__Document text__:
——

As the lady wrote me this past week, she said, “I heard a voice, a conversational voice, and the voice said to me, ‘What was the color of your sepulcher?’ And she said ‘I answered quite without taking thought, white.’ But I added, ‘And it was long, elongated, narrow, and round at the end.’” That’s right. That’s your skull. And she wondered if this was part of the 23rd chapter of the Book of Matthew, when he spoke of the Pharisees and he called them “whited sepulchers” (verse 27, KJV). No my dear. It was the custom, and still is, in the orthodox Jewish world at this season of the year Passover; one month before Passover they whitened the sepulchers to warn people off from touching them. Because the 19th chapter of Numbers has a threat to anyone who touches the sepulcher is unclean for seven days. And no one should be seen unclean in the Passover festival, so every sepulcher was whitened. And so when you answered, you answered from the depth of your soul, because we have innate knowledge. You didn’t reason, you said there was no premeditation, “I automatically answered, white.” Well, that’s exactly the custom, that sepulchers are whitened to warn off anyone from touching it and, therefore, contracting uncleanliness. And so you automatically answered and you added to it, and added wisely. It is elongated and it is curved at the end. That’s your skull.

So, my dear, it is not any whited sepulcher, although in the story, the 23rd of Matthew, he did say to them, you wash the outside, you clean the outside like the sepulcher. You simply put white on it—in other words, white-wash it—but the inside is full of dead men’s bones. So he was actually criticizing their attitude towards the mystery: You do everything on the outside for show and leave the inside full of dead men’s bones. But here in this wonderful mystery, you walk this earth and suddenly out of the nowhere, as it did in my case, and in the case of Bob, in the case of Benny, and the case of Christine, she didn’t know it. When these things happen, they happen so suddenly. The time has come. God has planned everything as it has come out, and as it will be consummated. Don’t be concerned. You can’t fail, because it was planned in the beginning.

And the crucifixion is so completely unlike what the world thinks that it is. They think of something 2,000 years ago on a little hillside, called Golgotha, when Golgotha is your own wonderful human skull. That is where you are buried…and the “you” that is buried is God himself. And the one who is playing all the parts that you’ve played is in scripture form, David. I call you David. Alright, so you are a woman, I still say you are David. And you’ve played everything and suffered all the pangs of hell. You’ve played every conceivable part in the world. “I have found in David the son of Jesse”—and Jesse means I AM, which is the name of God, so I have found in my son—“a man after my own heart, who will do all my will” (Acts 13:22). Who did he find? He found David, and you are David. So he’s made you a woman scorned. He’s made you a man that is brutal. He has made you every conceivable thing in this world. And God did it. In the end, when he awakens, the one who played all the parts was David, and David is his son, the conqueror. He never once failed to execute the will of his Father, and therefore he is loved forever. Therefore, you the one who is playing the part, you have never failed, not once. Even when in the eyes of the world you seem to be a cur, you seemed to be horrible, that’s the part. You were cast in that part and you are playing that part. So here, on the surface this horrible drama that took place this past week and God played both parts the one that was murdered and the one who murdered. And so, the one who did the shooting, who murdered him, he intended evil against the Rev. Martin Luther King, but God intended it for good. The story of Joseph and his brothers: “You intended evil against me; but God meant it for good” (Gen.50:20). And time proved it was for good, he saved the whole vast civilized world from death by starvation, because he had the vision to take seven years to prepare for the feeding when there would be nothing in the world that could grow. But he had saved a fifth of all the crops for seven years, and therefore they even forgot that the ground ever grew anything in those seven years when nothing grew. But he had it.

——

__Supplied material__:

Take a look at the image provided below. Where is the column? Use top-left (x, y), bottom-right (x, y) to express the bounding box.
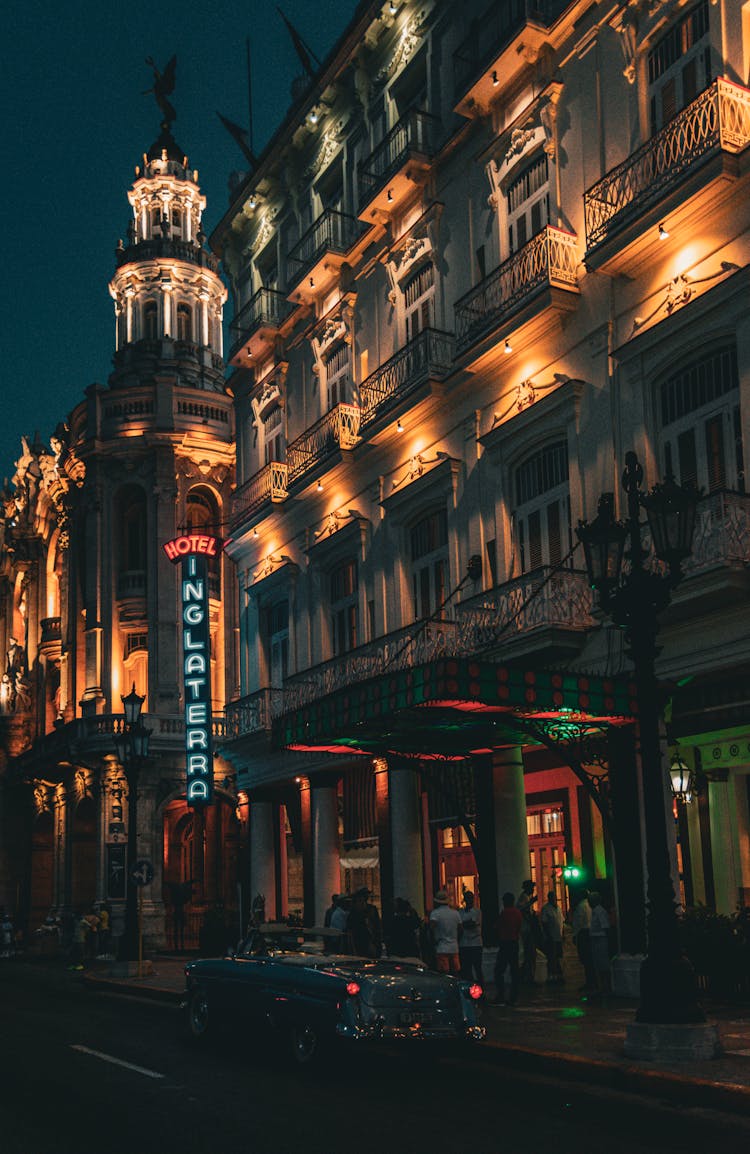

——

__Instructions__:
(A) In the passage on whited sepulchers, what does the speaker say Golgotha is?
(B) According to the passage on whited sepulchers, why were sepulchers whitened a month before Passover?

__Outputs by task__:
(A) Golgotha is your own human skull.

(B) They were whitened to warn people off from touching them, because the 19th chapter of Numbers says anyone who touches a sepulcher is unclean for seven days. No one was to be seen unclean during the Passover festival.